Extracted rows
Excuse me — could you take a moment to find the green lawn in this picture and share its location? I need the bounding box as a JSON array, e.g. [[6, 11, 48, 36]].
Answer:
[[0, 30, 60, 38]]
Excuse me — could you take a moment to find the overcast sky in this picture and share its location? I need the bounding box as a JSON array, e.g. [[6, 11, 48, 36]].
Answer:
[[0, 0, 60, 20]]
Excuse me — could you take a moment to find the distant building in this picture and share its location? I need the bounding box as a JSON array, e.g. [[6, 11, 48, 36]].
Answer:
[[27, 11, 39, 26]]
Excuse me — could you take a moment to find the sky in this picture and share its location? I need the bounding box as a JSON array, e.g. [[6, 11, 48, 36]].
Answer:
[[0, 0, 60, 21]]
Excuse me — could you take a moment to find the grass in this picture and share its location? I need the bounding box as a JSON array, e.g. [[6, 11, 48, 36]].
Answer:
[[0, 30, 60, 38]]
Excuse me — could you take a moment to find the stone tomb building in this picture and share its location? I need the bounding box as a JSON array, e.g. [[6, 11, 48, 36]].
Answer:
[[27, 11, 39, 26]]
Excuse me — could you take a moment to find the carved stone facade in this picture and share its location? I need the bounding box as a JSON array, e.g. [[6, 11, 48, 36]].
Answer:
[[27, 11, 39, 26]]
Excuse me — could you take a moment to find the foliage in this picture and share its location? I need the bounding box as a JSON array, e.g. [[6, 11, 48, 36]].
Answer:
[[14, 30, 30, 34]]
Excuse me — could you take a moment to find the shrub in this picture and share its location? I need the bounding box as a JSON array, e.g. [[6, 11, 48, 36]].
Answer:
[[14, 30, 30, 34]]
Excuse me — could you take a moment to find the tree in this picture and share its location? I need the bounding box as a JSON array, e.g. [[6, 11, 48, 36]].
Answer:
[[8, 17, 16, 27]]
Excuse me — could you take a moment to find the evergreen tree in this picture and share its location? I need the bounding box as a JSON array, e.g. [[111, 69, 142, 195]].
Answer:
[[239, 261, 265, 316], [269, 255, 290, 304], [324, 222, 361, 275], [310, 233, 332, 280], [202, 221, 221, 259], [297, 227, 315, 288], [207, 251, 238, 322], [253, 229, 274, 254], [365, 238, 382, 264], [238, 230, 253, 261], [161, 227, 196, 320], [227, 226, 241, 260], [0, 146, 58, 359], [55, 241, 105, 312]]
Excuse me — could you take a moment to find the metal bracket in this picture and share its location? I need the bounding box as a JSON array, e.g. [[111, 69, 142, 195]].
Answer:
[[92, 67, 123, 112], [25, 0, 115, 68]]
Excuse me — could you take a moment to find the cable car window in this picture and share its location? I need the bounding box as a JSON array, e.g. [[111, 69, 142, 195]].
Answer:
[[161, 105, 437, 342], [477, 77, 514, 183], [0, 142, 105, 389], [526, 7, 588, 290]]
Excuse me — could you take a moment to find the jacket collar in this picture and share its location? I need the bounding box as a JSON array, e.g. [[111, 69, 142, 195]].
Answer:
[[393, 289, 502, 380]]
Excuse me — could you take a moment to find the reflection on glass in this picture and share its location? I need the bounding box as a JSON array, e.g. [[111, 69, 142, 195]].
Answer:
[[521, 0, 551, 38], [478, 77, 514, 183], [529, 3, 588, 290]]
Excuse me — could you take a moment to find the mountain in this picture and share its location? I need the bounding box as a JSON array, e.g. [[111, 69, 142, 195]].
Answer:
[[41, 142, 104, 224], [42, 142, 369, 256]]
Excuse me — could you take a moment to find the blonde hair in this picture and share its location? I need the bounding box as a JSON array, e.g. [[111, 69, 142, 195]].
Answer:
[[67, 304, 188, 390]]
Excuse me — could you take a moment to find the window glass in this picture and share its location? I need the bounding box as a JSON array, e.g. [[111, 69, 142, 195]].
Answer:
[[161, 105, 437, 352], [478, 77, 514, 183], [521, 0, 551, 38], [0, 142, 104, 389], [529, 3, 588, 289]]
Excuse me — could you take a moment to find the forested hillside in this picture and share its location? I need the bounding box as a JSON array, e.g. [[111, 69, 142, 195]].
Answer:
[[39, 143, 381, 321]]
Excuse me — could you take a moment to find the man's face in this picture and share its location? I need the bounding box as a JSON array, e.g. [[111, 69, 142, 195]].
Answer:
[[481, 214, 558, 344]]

---

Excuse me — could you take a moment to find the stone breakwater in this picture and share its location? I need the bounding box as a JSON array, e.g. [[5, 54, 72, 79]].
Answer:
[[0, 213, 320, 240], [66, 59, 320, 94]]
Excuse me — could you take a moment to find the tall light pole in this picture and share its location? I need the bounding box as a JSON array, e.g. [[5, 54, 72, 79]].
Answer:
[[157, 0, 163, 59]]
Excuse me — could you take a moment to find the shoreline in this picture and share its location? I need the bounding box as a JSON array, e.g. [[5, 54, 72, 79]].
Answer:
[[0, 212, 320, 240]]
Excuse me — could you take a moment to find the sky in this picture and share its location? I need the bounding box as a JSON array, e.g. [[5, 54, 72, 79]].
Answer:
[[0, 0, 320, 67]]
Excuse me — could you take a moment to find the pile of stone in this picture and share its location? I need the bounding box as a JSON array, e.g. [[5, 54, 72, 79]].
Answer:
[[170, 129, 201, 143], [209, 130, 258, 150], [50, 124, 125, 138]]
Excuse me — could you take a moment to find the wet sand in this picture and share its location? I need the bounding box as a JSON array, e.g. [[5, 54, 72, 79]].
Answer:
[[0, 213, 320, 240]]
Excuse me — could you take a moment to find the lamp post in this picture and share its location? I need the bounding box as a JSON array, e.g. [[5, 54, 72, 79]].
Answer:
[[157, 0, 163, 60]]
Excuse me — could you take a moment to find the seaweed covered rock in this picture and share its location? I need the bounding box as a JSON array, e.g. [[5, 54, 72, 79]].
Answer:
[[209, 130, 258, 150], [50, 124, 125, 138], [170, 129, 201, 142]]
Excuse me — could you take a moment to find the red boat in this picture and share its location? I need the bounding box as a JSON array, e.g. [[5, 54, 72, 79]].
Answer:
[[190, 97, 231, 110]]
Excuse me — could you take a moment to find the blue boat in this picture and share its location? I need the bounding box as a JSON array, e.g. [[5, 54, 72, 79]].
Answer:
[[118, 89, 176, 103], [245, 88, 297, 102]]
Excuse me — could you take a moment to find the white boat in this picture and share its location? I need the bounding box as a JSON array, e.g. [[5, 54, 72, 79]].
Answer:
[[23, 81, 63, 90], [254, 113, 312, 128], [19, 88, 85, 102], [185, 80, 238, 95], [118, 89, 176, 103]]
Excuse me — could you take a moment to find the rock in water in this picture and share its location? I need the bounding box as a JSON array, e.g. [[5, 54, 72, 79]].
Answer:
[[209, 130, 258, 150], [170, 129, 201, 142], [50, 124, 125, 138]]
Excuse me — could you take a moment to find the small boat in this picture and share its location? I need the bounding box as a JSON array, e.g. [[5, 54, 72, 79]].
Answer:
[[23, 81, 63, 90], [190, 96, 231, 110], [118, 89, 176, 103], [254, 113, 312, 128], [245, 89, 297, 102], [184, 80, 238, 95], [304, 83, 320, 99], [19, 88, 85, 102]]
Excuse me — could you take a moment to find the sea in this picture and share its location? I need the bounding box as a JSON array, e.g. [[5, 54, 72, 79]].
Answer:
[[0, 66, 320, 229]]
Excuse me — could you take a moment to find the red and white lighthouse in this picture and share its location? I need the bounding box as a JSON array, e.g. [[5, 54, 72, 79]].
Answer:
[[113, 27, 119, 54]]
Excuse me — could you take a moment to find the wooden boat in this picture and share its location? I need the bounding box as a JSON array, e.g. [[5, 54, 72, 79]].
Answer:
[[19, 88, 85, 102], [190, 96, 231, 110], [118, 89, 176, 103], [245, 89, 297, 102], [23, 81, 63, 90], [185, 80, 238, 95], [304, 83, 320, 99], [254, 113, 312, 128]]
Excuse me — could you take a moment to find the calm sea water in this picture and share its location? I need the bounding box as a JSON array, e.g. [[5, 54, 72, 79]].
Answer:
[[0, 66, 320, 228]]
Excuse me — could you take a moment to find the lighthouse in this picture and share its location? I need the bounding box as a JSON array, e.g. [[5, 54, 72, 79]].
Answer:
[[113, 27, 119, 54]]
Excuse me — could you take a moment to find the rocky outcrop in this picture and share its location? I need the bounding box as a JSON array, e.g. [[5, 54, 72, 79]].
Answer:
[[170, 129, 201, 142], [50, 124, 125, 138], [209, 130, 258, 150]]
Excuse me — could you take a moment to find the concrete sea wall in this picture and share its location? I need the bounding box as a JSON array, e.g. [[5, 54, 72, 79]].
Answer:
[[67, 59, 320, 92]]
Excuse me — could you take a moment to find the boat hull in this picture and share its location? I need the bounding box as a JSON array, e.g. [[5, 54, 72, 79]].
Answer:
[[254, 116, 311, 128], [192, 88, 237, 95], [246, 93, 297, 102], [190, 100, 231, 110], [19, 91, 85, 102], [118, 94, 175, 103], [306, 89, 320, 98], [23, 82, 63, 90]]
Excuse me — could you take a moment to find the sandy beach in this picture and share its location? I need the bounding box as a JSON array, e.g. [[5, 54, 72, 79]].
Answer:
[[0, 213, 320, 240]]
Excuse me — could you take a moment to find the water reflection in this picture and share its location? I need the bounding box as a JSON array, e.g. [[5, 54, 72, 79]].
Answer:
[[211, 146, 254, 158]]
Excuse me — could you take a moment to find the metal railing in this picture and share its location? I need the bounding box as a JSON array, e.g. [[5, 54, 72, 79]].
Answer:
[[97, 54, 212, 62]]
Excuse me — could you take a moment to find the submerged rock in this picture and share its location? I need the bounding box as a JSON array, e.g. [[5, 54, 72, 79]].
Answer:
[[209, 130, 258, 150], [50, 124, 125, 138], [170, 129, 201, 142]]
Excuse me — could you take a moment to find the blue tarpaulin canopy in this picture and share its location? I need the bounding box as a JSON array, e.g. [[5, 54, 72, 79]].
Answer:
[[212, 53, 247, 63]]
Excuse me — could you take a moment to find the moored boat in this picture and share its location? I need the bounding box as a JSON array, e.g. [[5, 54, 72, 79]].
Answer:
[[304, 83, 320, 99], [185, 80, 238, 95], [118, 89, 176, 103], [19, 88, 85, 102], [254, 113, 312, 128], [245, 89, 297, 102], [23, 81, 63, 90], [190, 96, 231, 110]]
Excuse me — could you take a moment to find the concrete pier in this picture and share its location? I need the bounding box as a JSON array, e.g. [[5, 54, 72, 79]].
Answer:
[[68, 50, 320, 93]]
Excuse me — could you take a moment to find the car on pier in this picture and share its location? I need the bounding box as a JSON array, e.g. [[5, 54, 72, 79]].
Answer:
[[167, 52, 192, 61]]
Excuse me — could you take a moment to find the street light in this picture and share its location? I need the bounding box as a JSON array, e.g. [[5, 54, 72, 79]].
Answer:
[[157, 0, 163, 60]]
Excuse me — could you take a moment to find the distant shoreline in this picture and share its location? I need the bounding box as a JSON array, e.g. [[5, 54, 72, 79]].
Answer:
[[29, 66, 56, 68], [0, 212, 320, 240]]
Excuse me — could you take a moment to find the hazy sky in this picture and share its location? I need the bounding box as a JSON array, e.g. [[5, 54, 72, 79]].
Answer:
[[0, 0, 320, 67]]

** BRIEF **
Reproduce the rows above verbatim, everything from the line containing "find the foliage" down to the line containing "[[92, 67, 123, 112], [25, 0, 115, 68]]", with both of those lines included.

** FULL SOLUTION **
Excuse me — could you take a moment to find the foliage in this picture and share its location? I need the bounding box as a JSON array, e.g. [[6, 11, 48, 36]].
Answer:
[[14, 30, 30, 34]]
Excuse me — could you take a moment to find the shrub in this picture and share its location? I need the bounding box as a JSON array, e.g. [[6, 11, 48, 36]].
Answer:
[[14, 30, 30, 34]]
Excuse me — could you take a moment to find the tree in this picture and share its location? I need the bounding box as a JSON array, e.g. [[6, 11, 48, 36]].
Answer:
[[8, 17, 16, 27]]
Excuse me — could you take a moment to find the evergreen tree in this picture and share its location? I need the bounding box as a JSON array, e.g. [[111, 69, 142, 195]].
Answer:
[[239, 261, 265, 316], [269, 255, 290, 304], [324, 222, 361, 275], [310, 233, 332, 280], [202, 221, 221, 259], [297, 227, 315, 288], [207, 251, 238, 322], [253, 229, 274, 254], [365, 238, 382, 264], [238, 230, 253, 261], [161, 227, 196, 320], [227, 226, 241, 260], [0, 146, 58, 359], [55, 241, 105, 312]]
Excuse me — could you take a moment to find the metal bracket in this picture and share its location? I need the bounding box as a JSON array, e.g. [[111, 69, 142, 195]].
Answer:
[[92, 67, 123, 112], [25, 0, 115, 68]]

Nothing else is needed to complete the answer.